→ EXERCISE AIM: Rewrite the lines of the material below, from the line containing "Spot every lamp post base" through the line containing "[0,0,730,115]", inclusive, with "green field" changed to "green pasture" and nothing else altered.

→ SOURCE RECORDS:
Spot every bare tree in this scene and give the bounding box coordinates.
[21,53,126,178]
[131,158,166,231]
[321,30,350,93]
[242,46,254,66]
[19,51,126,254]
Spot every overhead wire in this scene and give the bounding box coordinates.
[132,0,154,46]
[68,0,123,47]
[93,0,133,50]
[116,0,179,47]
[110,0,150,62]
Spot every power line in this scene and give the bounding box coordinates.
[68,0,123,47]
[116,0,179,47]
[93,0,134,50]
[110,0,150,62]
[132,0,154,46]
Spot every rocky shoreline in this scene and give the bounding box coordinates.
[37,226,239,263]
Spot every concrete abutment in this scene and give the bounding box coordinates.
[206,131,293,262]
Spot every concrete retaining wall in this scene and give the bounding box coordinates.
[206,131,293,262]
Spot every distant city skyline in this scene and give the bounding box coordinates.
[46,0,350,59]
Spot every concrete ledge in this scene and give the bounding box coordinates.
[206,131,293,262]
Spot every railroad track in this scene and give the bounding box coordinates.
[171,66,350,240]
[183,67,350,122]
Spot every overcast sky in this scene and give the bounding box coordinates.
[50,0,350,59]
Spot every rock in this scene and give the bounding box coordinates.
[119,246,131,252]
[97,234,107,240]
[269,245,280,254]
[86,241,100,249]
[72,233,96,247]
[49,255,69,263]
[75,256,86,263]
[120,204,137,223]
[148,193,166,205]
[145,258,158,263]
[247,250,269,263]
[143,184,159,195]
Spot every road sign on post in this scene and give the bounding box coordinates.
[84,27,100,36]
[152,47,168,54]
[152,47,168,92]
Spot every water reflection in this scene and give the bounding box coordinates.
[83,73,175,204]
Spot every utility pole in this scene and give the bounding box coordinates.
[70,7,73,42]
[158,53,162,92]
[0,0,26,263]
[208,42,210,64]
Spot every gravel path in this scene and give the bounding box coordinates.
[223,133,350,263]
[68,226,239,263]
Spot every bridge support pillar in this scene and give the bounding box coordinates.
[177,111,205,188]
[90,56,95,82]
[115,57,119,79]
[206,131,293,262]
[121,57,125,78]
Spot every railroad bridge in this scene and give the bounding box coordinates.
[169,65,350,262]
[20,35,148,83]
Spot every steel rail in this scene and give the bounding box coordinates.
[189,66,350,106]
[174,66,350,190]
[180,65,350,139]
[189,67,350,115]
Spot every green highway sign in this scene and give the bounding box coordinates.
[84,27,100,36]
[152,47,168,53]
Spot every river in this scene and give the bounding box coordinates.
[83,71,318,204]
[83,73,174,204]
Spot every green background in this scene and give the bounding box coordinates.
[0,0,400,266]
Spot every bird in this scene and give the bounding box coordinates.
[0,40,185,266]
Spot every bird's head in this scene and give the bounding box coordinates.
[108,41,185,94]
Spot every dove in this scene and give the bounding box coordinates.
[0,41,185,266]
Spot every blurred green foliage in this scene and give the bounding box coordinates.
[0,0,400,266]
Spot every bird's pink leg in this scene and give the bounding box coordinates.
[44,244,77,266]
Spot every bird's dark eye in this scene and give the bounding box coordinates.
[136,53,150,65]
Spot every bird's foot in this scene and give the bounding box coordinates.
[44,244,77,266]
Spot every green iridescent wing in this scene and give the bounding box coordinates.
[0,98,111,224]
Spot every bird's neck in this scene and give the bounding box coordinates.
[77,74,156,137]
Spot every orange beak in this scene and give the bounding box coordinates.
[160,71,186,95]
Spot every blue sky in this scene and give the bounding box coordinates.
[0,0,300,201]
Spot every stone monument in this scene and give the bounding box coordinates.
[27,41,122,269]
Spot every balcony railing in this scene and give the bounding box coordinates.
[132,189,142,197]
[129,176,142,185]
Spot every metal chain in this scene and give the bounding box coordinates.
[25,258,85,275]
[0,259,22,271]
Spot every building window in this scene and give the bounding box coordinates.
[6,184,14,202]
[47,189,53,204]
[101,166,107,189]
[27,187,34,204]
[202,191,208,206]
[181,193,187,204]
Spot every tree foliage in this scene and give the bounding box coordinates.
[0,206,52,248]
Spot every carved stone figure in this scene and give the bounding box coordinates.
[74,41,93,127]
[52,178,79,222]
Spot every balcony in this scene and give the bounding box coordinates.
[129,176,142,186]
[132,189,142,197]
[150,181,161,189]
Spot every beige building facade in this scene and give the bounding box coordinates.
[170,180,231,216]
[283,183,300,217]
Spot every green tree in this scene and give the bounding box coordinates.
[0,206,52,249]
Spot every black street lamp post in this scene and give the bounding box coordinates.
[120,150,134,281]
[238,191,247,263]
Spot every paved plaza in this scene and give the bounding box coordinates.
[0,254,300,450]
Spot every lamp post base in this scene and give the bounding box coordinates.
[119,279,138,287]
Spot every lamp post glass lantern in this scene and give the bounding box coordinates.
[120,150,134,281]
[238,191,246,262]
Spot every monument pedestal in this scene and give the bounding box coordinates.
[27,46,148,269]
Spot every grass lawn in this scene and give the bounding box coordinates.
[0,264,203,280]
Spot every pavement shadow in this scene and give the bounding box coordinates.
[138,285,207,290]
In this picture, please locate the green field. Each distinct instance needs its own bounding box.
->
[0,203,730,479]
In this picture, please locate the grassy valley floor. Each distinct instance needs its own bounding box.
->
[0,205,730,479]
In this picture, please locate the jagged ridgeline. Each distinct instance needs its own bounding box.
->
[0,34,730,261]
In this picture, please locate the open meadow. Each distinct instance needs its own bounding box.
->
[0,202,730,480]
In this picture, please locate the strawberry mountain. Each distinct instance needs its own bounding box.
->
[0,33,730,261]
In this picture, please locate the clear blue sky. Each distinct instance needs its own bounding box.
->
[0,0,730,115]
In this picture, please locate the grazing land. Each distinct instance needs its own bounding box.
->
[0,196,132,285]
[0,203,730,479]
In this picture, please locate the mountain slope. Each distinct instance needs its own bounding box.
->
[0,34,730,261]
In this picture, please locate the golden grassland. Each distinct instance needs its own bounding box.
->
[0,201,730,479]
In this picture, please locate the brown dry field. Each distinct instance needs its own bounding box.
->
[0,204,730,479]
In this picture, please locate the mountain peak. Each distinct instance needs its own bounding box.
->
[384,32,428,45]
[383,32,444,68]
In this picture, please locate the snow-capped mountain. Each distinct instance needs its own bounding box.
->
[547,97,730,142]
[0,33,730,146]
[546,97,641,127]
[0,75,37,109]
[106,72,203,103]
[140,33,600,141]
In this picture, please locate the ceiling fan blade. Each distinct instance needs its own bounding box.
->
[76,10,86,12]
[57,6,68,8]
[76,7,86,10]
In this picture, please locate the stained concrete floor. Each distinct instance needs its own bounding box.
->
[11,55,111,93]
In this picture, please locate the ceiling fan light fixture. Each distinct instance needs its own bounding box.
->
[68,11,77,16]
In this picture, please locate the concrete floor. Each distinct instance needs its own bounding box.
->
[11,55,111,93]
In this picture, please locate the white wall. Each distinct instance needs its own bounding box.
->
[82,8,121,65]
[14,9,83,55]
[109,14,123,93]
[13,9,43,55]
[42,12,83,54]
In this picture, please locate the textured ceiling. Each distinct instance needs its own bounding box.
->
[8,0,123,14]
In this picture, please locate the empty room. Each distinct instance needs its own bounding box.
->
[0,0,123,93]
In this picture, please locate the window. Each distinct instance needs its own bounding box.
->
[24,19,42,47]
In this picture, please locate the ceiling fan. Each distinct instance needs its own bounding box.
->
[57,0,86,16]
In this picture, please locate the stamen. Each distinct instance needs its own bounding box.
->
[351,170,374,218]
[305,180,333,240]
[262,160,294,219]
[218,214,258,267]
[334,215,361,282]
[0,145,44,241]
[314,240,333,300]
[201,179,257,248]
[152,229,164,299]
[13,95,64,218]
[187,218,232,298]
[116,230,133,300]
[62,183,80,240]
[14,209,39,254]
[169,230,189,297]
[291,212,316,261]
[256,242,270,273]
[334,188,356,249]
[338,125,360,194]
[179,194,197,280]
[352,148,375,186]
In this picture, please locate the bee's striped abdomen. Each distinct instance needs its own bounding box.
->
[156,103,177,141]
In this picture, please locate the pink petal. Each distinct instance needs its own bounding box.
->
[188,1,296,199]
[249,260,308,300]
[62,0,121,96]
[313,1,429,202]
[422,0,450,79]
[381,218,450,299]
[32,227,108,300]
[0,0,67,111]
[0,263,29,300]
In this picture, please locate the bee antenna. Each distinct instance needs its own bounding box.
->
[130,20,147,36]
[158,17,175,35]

→ ANSWER:
Spot every lamp post base in this scene and give the bounding box coordinates.
[119,279,138,287]
Spot every lamp post glass lantern in this scene and give the bounding box coordinates.
[120,150,134,281]
[238,191,246,262]
Spot every monument pedestal in this scene and give the bounding box coordinates.
[27,46,148,269]
Spot every grass lawn in this scene and give the bounding box coordinates.
[0,264,203,280]
Spot every pavement shadow in this scene and give the bounding box coordinates.
[138,285,207,290]
In this picture, please locate the green pasture. Each distinct instance needs its own bounding box.
->
[0,203,730,479]
In this picture, please locate the grassy valley floor. Each distinct instance needs its own bounding box.
->
[0,205,730,479]
In this picture, please locate the jagged ridgeline. Each distinct instance needs its own bounding box.
->
[0,34,730,261]
In this picture, please locate the open meadow. Each distinct instance needs its own bounding box.
->
[0,202,730,480]
In this picture, please locate the strawberry mountain. Each distinct instance needs its own bounding box.
->
[0,33,730,261]
In this picture, please locate the clear blue sky. Each distinct instance needs its own bounding box.
->
[0,0,730,115]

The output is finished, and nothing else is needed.